# INSTRUCTIONS FOR THE TASK
From the first line to the last, reproduce the data exactly.

# GIVEN DATA
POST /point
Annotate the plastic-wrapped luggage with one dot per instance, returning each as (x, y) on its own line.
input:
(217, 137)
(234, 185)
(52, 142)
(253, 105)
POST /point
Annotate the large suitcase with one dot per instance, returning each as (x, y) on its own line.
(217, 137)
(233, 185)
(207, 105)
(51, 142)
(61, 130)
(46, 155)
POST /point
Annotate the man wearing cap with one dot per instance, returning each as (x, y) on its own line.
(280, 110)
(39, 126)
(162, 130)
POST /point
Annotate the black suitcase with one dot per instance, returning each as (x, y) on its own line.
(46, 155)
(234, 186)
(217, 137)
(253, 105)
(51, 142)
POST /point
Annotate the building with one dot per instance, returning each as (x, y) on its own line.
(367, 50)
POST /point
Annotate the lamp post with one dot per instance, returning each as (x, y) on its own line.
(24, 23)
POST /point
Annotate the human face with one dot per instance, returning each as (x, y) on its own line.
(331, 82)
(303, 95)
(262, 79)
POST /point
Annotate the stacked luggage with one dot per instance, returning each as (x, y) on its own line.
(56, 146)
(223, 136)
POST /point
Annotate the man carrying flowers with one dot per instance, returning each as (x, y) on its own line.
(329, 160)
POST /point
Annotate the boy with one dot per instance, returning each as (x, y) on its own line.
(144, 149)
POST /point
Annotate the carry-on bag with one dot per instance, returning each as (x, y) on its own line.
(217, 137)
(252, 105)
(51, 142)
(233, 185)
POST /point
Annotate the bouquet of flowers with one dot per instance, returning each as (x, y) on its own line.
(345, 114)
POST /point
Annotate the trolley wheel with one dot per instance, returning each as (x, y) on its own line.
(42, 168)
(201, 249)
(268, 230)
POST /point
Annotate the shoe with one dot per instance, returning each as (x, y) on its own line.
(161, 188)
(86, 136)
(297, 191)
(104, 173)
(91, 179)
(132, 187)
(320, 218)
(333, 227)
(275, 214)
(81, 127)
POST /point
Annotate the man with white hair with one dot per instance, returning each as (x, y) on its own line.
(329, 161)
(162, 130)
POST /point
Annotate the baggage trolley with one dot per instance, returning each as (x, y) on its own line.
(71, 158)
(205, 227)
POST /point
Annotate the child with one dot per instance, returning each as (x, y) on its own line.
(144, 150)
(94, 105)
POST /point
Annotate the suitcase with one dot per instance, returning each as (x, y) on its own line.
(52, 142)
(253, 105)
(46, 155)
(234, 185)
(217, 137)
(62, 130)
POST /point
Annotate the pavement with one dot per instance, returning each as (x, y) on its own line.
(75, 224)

# SOLUTION TO THE PROBLEM
POST /point
Annotate the plastic-wrapped luggage with one dot per instance, returning each as (x, y) on its own line.
input:
(217, 137)
(234, 185)
(52, 142)
(253, 105)
POST /point
Annotate the large suitcase with one dot per instance, returning each as (x, y) on its own line.
(217, 137)
(233, 185)
(207, 105)
(51, 142)
(61, 130)
(46, 155)
POST /point
Annotate the man wearing cap with one dot per instance, returning each as (x, y) on its own line.
(280, 110)
(39, 126)
(162, 130)
POST /point
Annotate the black suitcase with one dot per instance, returning each as (x, y) on its own line.
(46, 155)
(234, 186)
(217, 137)
(253, 105)
(51, 142)
POST /point
Annotate the building with one dot per instance, returning each as (x, y) on its own line.
(367, 50)
POST /point
Annotate the lamp post with one dot per instance, returning each as (x, y) on its own line.
(24, 23)
POST /point
Annotate the human face with one dot per instance, returning each as (x, y) on its own line.
(331, 82)
(303, 95)
(262, 79)
POST /point
Annotate the stacked luggage with one dot per instance, returning each as (x, y) on its own line.
(56, 146)
(223, 136)
POST /point
Annotate the man carrying flowers with one dot per instance, returning each as (x, y) on its own line.
(329, 160)
POST /point
Annotate the boy with one dot per instance, returning each as (x, y) on its own line.
(144, 149)
POST /point
Annotate the carry-on bag with one dot per instance, returning each as (x, y) on its own line.
(217, 137)
(252, 105)
(51, 142)
(233, 185)
POST /point
Annotate the bouquet of flowers with one dot per instance, returning each as (x, y) on its own line.
(345, 114)
POST /point
Annotate the trolley wheel with one dot per instance, returning each as (x, y) on its own line.
(42, 168)
(201, 249)
(268, 230)
POST /point
Annotate the shoe with one dot per instance, returning each as (x, y) on its own line.
(161, 188)
(86, 136)
(297, 191)
(104, 173)
(91, 179)
(132, 187)
(320, 218)
(333, 227)
(275, 214)
(81, 127)
POST /point
Annotate the man with white hair with one dot per instance, returning each as (x, y) on its own line.
(329, 161)
(162, 130)
POST /point
Annotate the baggage trolley with one dot per instance, returning each as (x, y) on its own line.
(71, 158)
(205, 227)
POST /point
Annotate the child with one dot per instance, returning each as (x, y) on its own line.
(144, 150)
(94, 105)
POST /point
Annotate the suitcase with one dot per instance, returning each as (x, y) on its own line.
(52, 142)
(253, 105)
(46, 155)
(234, 185)
(217, 137)
(62, 130)
POST /point
Annotate the pavement with one dot per instance, returning each as (x, y) on its own line.
(75, 224)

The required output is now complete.